Dataset lines on where objects appear
□ □ □ □ □ □ □

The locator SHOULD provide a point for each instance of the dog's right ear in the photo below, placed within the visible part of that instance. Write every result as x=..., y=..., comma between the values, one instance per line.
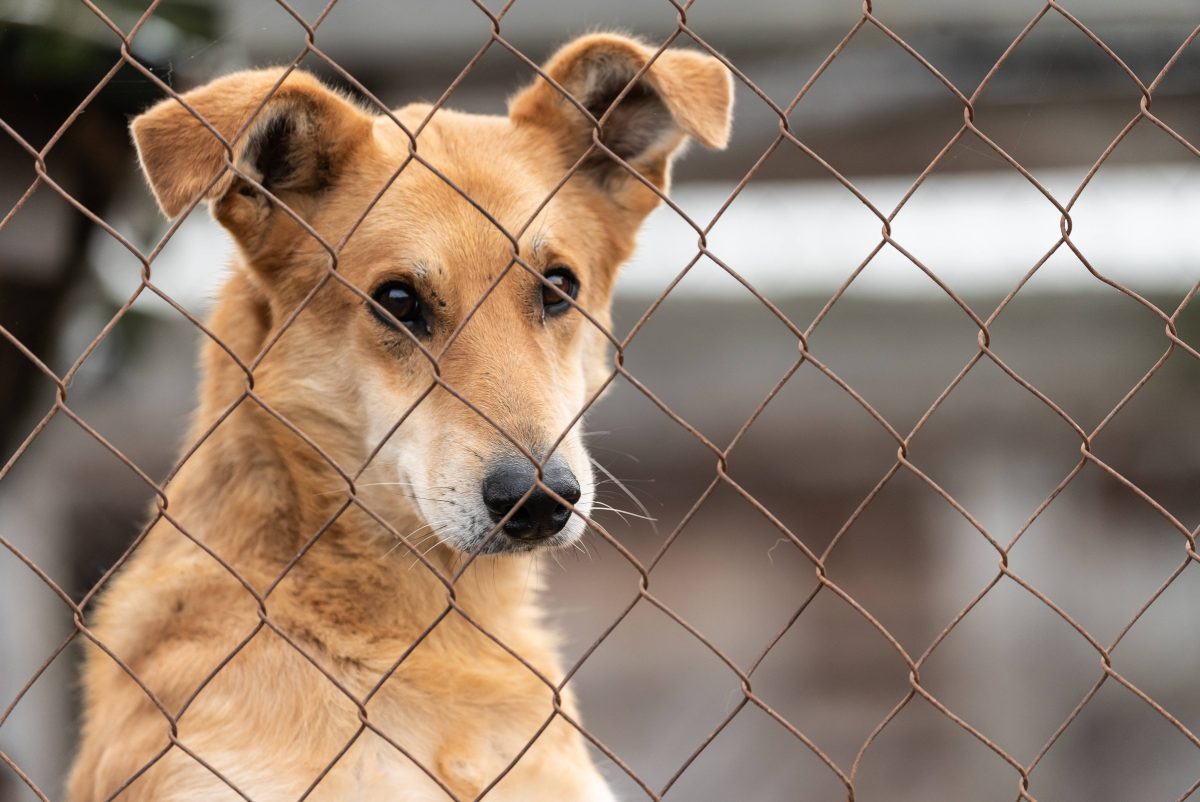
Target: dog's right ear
x=293, y=141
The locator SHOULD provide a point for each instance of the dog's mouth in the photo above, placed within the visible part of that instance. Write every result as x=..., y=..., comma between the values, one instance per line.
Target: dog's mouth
x=502, y=543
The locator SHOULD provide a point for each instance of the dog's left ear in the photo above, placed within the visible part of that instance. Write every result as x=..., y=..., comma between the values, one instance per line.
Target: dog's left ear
x=683, y=94
x=291, y=133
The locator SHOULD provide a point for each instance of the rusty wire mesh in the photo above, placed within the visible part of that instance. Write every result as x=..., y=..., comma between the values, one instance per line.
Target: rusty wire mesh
x=1173, y=345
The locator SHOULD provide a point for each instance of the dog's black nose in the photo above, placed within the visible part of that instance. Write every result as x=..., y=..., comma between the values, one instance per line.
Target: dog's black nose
x=540, y=515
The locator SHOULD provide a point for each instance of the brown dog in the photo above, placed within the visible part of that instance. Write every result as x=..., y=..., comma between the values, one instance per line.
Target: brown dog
x=300, y=698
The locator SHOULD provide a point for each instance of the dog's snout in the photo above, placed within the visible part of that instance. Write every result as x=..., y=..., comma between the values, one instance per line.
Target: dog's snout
x=540, y=515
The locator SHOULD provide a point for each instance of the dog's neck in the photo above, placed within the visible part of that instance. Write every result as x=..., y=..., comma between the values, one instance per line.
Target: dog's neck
x=252, y=460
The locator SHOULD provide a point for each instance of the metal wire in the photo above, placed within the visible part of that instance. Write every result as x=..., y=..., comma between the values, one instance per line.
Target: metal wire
x=683, y=33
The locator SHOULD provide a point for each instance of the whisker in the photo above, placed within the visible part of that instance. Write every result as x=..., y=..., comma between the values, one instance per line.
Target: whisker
x=634, y=498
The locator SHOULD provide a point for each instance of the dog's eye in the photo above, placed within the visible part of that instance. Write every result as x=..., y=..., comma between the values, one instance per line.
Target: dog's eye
x=402, y=303
x=565, y=283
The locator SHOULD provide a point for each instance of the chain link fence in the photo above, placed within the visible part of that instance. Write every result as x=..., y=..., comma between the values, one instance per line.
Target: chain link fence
x=906, y=660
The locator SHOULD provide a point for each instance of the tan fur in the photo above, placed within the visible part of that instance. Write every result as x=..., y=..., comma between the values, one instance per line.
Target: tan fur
x=256, y=492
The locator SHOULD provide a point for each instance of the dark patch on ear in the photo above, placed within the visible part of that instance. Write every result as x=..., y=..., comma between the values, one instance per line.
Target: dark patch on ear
x=271, y=151
x=636, y=124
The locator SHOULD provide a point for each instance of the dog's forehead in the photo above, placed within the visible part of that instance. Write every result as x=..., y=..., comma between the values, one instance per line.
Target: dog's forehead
x=478, y=185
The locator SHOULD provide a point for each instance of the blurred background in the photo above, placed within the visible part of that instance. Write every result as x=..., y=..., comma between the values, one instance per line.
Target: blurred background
x=1013, y=669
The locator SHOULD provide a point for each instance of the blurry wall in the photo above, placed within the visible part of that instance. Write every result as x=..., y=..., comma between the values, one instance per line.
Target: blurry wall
x=712, y=352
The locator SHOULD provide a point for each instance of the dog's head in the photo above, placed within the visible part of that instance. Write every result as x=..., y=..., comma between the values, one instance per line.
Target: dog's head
x=471, y=301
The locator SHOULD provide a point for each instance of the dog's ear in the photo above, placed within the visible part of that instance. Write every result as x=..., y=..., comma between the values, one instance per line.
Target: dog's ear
x=292, y=141
x=683, y=94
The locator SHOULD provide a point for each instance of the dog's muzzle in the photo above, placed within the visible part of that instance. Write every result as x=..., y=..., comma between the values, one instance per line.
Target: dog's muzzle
x=540, y=515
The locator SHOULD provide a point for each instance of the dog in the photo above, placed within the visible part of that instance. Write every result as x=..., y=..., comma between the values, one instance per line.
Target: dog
x=286, y=629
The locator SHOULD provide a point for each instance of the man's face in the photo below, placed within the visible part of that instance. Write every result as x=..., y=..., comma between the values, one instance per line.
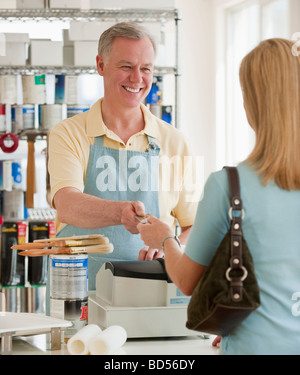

□ □ □ □ □ □ □

Instructions to follow:
Please output the lines above as a JSON list of strings, one string per line, with blank lines left out. Leave the pictures out of the answer.

Solution to the problem:
[
  "The locator SHOULD provide a point for each instance of the dog's right ear in the photo below, placed within the visible part of that instance. Write every result as x=..., y=..., comma between the values, one instance per line.",
  "Target: dog's right ear",
  "x=293, y=141",
  "The locator SHOULD provide a point for each instance of the dog's mouth in the photo above, placed within the visible part of that instance. Write every result as x=..., y=..., comma between the values, one instance per line.",
  "Target: dog's mouth",
  "x=502, y=543",
  "The locator SHOULD provide a point for each instance of the dog's left ear in the photo above, placed within the visible part of that instance. Write every result as x=..., y=..., comma between the values, one instance per line.",
  "Target: dog's left ear",
  "x=683, y=94",
  "x=291, y=133",
  "The locator SHOULD provide a point for each instance of the rusty wire mesh in the photo above, placed within the visible part of that instance. Write every result as x=..., y=..., comma between the values, one instance per line.",
  "Target: rusty wire mesh",
  "x=1173, y=345",
  "The locator SHOULD provide a point for each instance of the dog's black nose in the photo above, placed within the visible part of that instance. Write every result as x=..., y=..., comma between the values, one instance per line.",
  "Target: dog's black nose",
  "x=540, y=515",
  "The locator SHOULD provide a point for each instance of the brown dog in the photo above, placed within the visible part of that instance. Write every result as x=..., y=..., comma between the values, one instance per line.",
  "Target: brown dog",
  "x=300, y=698",
  "The locator SHOULD provide a point for each instance of the dog's snout in the photo above, placed within the visible part of that instance. Write every result as x=..., y=..., comma between the values, one instance per line.",
  "Target: dog's snout",
  "x=540, y=515",
  "The locator SHOULD provide a point for each instance of the dog's neck in the photo above, placed within the visible part of that instance. Write every result as x=..., y=..., comma between the values, one instance per line.",
  "Target: dog's neck",
  "x=252, y=460",
  "The locator SHOULD provide a point for each instance of the metal wire in the photo above, placed within the visible part of that instance. Write every result as x=..., y=..., comma between the values, one instance per line.",
  "Target: metal wire",
  "x=683, y=33",
  "The locator SHOULD provide a point for each instance of the whisker in the photo above, placed within the visible part of that instance. Write every result as x=..., y=..., comma between the values, one instance per line.",
  "Target: whisker",
  "x=634, y=498",
  "The locator SHOULD provide a point for each instance of the dog's eye in the photo above, placed within the visible part of that instance. Write every result as x=..., y=..., comma between the values, one instance per line.",
  "Target: dog's eye",
  "x=402, y=303",
  "x=565, y=283",
  "The locator SHOULD provide a point for each instance of the chain link fence in the photo above, placed within the visible part of that instance. Write every result as x=..., y=..., comma between the values, one instance per line.",
  "Target: chain link fence",
  "x=906, y=660",
  "The locator SHOULD provide a point for each instance of the tan fur in the photo above, placed within the visible part of that instance. Write every result as x=..., y=..., comma between the values, one instance per line.",
  "Target: tan fur",
  "x=256, y=492",
  "The locator SHOULD provide a point for each instance of the dark patch on ear in the photo above, placed within the visible part of that instance. Write every result as x=..., y=..., comma between the values, one instance per line.",
  "Target: dark patch on ear",
  "x=271, y=151",
  "x=636, y=124",
  "The locator SHOULD provide a point for each instance of the dog's forehead in the photo above, placed within the visible part of that instance. Write every result as x=..., y=..., comma between the values, one instance per line.",
  "Target: dog's forehead",
  "x=478, y=185",
  "The locator SHOULD provide a point for each instance of the blurred background in the photo above, placed within the visible part of that instance. Write every result as x=..., y=..., comma between the values, one instance per line.",
  "Target: blurred background",
  "x=1013, y=669",
  "The locator SHOULD provide a point for each instance of the blurry wall in the photo above, placed within the visible part of that instance. Write every result as x=..., y=..., comma between the values, one instance per line.",
  "Target: blurry wall",
  "x=712, y=352",
  "The locator SHOULD provide a point for each instance of the dog's head in the photo above, placed within the visible part of that instance. Write every result as x=..., y=..., comma between the values, one instance per line.",
  "Target: dog's head",
  "x=471, y=301",
  "The locator SHOULD provide a point for each instance of the dog's ear in the photo above, placed within the visible part of that instance. Write every result as x=..., y=..., comma between the values, one instance per line.",
  "Target: dog's ear",
  "x=292, y=141",
  "x=683, y=94",
  "The locator SHOULD provide a point for each instance of the dog's muzzle in the photo above, placed within the visible part of that instance. Write every result as x=..., y=..., comma between the values, one instance per line.",
  "Target: dog's muzzle",
  "x=540, y=515",
  "The locator SHOULD provide a point for each instance of the dog in the photo above, placed within the visible part of that instance. Write every result as x=..., y=..., comma between the values, one instance per line.",
  "Target: dog",
  "x=286, y=629",
  "The locator SHOULD provide a point for each instance of the man's face in the photo below, placed within the visible part of that instance. Write every result as x=..., y=..., comma between the values, one instance per line."
]